Primeira: por que as condições de trabalho são tão miseráveis? Segunda: quais são as alternativas boas para
esses trabalhadores? As condições de
trabalho no terceiro mundo são ruins exatamente porque vários desses países
apenas recentemente começaram a adotar as instituições que caracterizam as
economias de mercado do ocidente. As
melhores alternativas para esses trabalhadores são normalmente pavorosas:
crime, prostituição e fome. Se os
trabalhos precários forem proibidos, essas serão as únicas alternativas
sobrantes.
Também
é bastante popular acusar o mercado de ser o inimigo do meio ambiente. Outra mentira; a degradação ambiental ocorre
exatamente quando os direitos de propriedade são debilmente especificados,
fiscalizados e zelados. Se há alguma
entidade que fracassou quanto a isso, é o estado. Há ampla evidência desse fracasso nos países
comunistas: vários lagos, rios e correntezas da antiga União Soviética são tão
poluídos, que são inutilizáveis. A afirmação de
que "o mercado é o inimigo do meio ambiente" é baseada em ficções.

● **PEDIDO ESCRITO 1**
Imprima, sem nenhuma alteração, as linhas das entradas que vão da linha com "face and report the pixel coordinates." até o fim das entradas, incluindo as duas extremidades.
O trecho e as entradas não têm nenhuma relação entre si.

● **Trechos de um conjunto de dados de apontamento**
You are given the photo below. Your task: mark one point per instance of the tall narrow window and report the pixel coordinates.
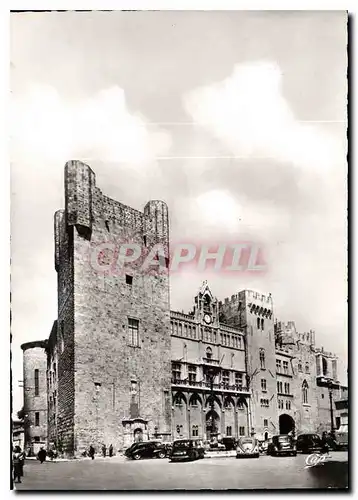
(133, 332)
(192, 373)
(195, 431)
(176, 371)
(305, 392)
(238, 380)
(37, 388)
(262, 358)
(226, 378)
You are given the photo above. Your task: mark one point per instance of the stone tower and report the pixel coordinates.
(35, 395)
(113, 325)
(253, 312)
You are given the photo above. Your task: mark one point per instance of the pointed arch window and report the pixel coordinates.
(305, 392)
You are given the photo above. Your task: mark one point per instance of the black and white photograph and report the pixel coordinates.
(179, 250)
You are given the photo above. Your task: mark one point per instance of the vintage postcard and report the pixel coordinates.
(179, 250)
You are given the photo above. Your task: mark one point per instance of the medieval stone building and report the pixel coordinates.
(121, 366)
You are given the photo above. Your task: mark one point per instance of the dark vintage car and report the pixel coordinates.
(247, 447)
(309, 443)
(146, 449)
(282, 445)
(187, 450)
(229, 443)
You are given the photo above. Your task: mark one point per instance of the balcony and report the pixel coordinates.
(211, 361)
(206, 386)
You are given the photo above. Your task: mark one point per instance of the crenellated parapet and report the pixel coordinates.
(156, 224)
(80, 183)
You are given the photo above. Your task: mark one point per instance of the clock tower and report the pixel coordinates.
(206, 308)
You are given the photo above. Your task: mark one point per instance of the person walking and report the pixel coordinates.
(42, 455)
(91, 452)
(17, 459)
(324, 444)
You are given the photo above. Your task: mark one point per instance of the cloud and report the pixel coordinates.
(249, 113)
(50, 128)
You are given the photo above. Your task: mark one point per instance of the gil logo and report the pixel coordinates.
(314, 459)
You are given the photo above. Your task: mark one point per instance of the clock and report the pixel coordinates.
(207, 318)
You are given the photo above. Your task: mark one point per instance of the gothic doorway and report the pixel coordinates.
(138, 435)
(212, 424)
(287, 424)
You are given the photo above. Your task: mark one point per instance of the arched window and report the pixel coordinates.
(305, 392)
(194, 400)
(240, 404)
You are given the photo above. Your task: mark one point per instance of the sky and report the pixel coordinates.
(237, 120)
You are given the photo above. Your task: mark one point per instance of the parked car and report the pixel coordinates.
(146, 449)
(229, 443)
(341, 441)
(282, 445)
(263, 445)
(309, 443)
(187, 450)
(247, 447)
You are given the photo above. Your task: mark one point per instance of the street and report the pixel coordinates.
(118, 473)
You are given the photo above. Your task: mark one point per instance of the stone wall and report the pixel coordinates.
(114, 385)
(34, 358)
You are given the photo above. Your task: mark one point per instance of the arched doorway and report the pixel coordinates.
(138, 435)
(287, 424)
(212, 424)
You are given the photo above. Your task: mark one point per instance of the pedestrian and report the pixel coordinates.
(324, 444)
(17, 459)
(42, 455)
(91, 452)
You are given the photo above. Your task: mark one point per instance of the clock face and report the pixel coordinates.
(207, 318)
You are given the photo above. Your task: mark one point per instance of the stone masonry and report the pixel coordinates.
(35, 395)
(122, 367)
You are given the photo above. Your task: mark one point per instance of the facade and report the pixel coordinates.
(121, 366)
(35, 395)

● **PEDIDO ESCRITO 2**
Reproduza na íntegra e sem alterações o trecho sobre mercado, trabalho e meio ambiente.

● **RESPOSTA 1**
You are given the photo above. Your task: mark one point per instance of the clock face and report the pixel coordinates.
(207, 318)
You are given the photo above. Your task: mark one point per instance of the stone masonry and report the pixel coordinates.
(35, 395)
(122, 367)
You are given the photo above. Your task: mark one point per instance of the facade and report the pixel coordinates.
(121, 366)
(35, 395)

● **RESPOSTA 2**
Primeira: por que as condições de trabalho são tão miseráveis? Segunda: quais são as alternativas boas para
esses trabalhadores? As condições de
trabalho no terceiro mundo são ruins exatamente porque vários desses países
apenas recentemente começaram a adotar as instituições que caracterizam as
economias de mercado do ocidente. As
melhores alternativas para esses trabalhadores são normalmente pavorosas:
crime, prostituição e fome. Se os
trabalhos precários forem proibidos, essas serão as únicas alternativas
sobrantes.
Também
é bastante popular acusar o mercado de ser o inimigo do meio ambiente. Outra mentira; a degradação ambiental ocorre
exatamente quando os direitos de propriedade são debilmente especificados,
fiscalizados e zelados. Se há alguma
entidade que fracassou quanto a isso, é o estado. Há ampla evidência desse fracasso nos países
comunistas: vários lagos, rios e correntezas da antiga União Soviética são tão
poluídos, que são inutilizáveis. A afirmação de
que "o mercado é o inimigo do meio ambiente" é baseada em ficções.